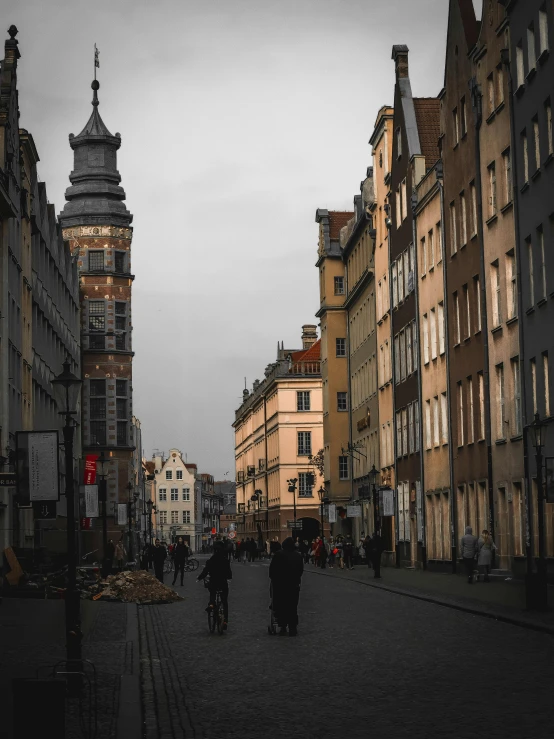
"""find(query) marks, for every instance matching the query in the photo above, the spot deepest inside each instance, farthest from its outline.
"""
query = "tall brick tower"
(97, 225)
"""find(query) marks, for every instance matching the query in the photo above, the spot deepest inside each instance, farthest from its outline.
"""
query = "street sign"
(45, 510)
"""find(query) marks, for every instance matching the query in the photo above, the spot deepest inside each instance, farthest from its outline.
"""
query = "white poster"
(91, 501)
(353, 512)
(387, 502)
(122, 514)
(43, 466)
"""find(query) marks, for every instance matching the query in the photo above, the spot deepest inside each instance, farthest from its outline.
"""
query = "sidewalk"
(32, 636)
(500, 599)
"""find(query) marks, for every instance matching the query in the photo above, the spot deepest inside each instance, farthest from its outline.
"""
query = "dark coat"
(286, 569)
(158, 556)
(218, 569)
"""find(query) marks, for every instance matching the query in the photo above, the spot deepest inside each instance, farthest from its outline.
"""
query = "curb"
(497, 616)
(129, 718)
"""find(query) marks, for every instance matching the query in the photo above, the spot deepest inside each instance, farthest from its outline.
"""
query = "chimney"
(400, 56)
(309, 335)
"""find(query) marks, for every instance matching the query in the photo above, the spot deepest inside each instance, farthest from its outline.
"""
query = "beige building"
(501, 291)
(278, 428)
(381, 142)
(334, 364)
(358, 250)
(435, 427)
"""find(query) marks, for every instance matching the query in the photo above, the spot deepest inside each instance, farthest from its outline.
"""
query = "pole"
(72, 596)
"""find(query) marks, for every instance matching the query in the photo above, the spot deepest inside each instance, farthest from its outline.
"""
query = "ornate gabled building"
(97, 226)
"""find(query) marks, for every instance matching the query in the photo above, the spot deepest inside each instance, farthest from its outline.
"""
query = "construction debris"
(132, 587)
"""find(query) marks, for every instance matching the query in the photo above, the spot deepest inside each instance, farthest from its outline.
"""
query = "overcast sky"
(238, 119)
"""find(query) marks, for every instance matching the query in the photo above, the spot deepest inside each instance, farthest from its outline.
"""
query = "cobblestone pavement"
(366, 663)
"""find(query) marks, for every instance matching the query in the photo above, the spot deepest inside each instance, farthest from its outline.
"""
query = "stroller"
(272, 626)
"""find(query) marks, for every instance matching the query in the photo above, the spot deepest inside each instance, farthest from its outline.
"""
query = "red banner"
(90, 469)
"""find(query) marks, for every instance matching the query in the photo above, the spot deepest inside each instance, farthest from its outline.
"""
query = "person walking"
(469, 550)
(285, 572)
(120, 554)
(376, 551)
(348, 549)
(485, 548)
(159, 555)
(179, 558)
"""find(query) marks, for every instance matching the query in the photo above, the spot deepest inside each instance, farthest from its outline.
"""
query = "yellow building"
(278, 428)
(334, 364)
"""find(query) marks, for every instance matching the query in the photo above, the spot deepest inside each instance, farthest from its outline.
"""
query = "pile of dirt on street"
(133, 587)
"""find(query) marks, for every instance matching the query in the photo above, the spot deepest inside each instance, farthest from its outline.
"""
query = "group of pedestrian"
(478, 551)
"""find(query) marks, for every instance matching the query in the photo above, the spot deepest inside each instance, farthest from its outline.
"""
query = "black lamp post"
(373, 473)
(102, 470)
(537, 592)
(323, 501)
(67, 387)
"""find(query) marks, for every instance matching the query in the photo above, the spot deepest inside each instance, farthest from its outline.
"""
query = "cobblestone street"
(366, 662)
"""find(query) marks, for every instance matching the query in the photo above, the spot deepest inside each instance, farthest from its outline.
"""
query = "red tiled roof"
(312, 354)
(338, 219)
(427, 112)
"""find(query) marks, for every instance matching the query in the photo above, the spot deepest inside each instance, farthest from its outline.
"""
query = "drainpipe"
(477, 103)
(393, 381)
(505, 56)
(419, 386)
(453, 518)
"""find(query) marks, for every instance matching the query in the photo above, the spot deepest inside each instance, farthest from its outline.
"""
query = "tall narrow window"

===

TASK >> For this exercise, print all of the entries exactly as they appear, but without pictures.

YOUR SOLUTION >>
"""find(query) marks, for every instance matching the query in the photo above, the spot deepest inside each instance, farthest from its outline.
"""
query = "tall brick tower"
(97, 225)
"""find(query) marks, for every instance matching the query in the photo above, the spot deepest inside each instance, farthest from its outline.
"""
query = "street sign"
(45, 510)
"""find(query) marks, for every instance matching the query in the photo above, the spot deepest inside each instance, farthest from its outline.
"""
query = "white poster"
(91, 501)
(353, 512)
(387, 502)
(122, 514)
(43, 466)
"""find(query) marks, for every instance matching the query in the photo above, the spot deepest inside each instance, farthest from its outline.
"""
query = "sidewalk"
(32, 636)
(500, 599)
"""find(query) marks, for every instance matching the query in the photo above, the spot deepest inside each instance, farthest from its outline.
"""
query = "dark coat"
(286, 569)
(158, 556)
(218, 569)
"""find(query) marks, for every instance matching the query in the photo above, the spot deepest inside each instance, farthest from its outline.
"""
query = "curb"
(497, 616)
(129, 718)
"""find(query) marks, for every instance matching the query in the photo above, the spot deepest inside each instance, farthest from its outline.
"""
query = "chimney"
(400, 56)
(309, 335)
"""find(query) marks, for every instance matching the query in the photo above, the spot deepest inside each instance, farthest from its outline.
"""
query = "beige building"
(501, 291)
(278, 428)
(381, 142)
(334, 364)
(358, 250)
(435, 427)
"""find(query) marks, for every instance matching the query in the photo above, the spot deepest inside each instance, farthest from its outline.
"""
query = "pole"
(72, 596)
"""find(query) marks, for every instance matching the query in the photo above, the spot deepest inside each instance, farthest from its outline.
"""
query = "ornate gabled building"
(97, 226)
"""find(query) marks, for every instance matching the query in the photo above, the spot deepest inside each instance, farthest from its outline.
"""
query = "construction debris"
(132, 587)
"""find(query) marks, for every instance matching the query in the photo above, the spot deepest inside each instance, farthest from its outline.
"""
query = "overcast sky"
(238, 119)
"""find(query) marks, for every instance matching the query in the photo above, the spot deepest inside each instance, farthest from its outline.
"""
query = "cobblestone pavement"
(366, 663)
"""find(query) marks, for every instance matching the query in the photo above, the spot deepest inside each instance, farthest from its outline.
"""
query = "stroller"
(272, 626)
"""find(query) marks, for every instance matching the query in the photo above, the spot deepest inside each instance, farthest from its outline.
"""
query = "red banner"
(90, 469)
"""find(query) marks, for every instance matching the query in the photo above, the spot deepest inside each instance, farthest from its outline.
"""
query = "person walking"
(469, 550)
(285, 572)
(120, 554)
(376, 551)
(348, 549)
(485, 548)
(159, 555)
(179, 558)
"""find(query) marks, for every instance matching the query in the photo above, the spot deepest inside each instance, farthest from its outline.
"""
query = "yellow building"
(278, 428)
(334, 364)
"""find(query) marks, for every instance matching the query in the photo above, the spot deepest inside each instance, farthest from its outline.
"""
query = "pile of dirt on street"
(133, 587)
"""find(query) marks, for every instance matching the query in the photo above, the spot deepest inside each instance, farthest from its outline.
"""
query = "group of pedestrian"
(478, 551)
"""find(query) marks, for every instance matching the query in the photo above, the spot deepest inside each instance, farthest from its outline.
"""
query = "black lamp post"
(373, 473)
(102, 470)
(537, 592)
(323, 501)
(67, 387)
"""find(query) marks, for every instance matching the query in the photo above, the spot deepest inside each instance, farthest from its outline.
"""
query = "cobblestone street"
(366, 662)
"""find(query) marks, for every instance matching the query in the photo above, the spot deepest inside each instance, farthest from its outline.
"""
query = "red tiled roof"
(312, 354)
(338, 219)
(427, 112)
"""find(query) marks, for every instance matching the query in the photo above, the spot deepest inside each instance, farthest from its outline.
"""
query = "drainpipe"
(477, 103)
(393, 381)
(505, 56)
(419, 386)
(453, 518)
"""find(query) marks, for every instance matching the query in the photo above, the spot deepest inside each instance, farthest from its outline.
"""
query = "tall narrow window"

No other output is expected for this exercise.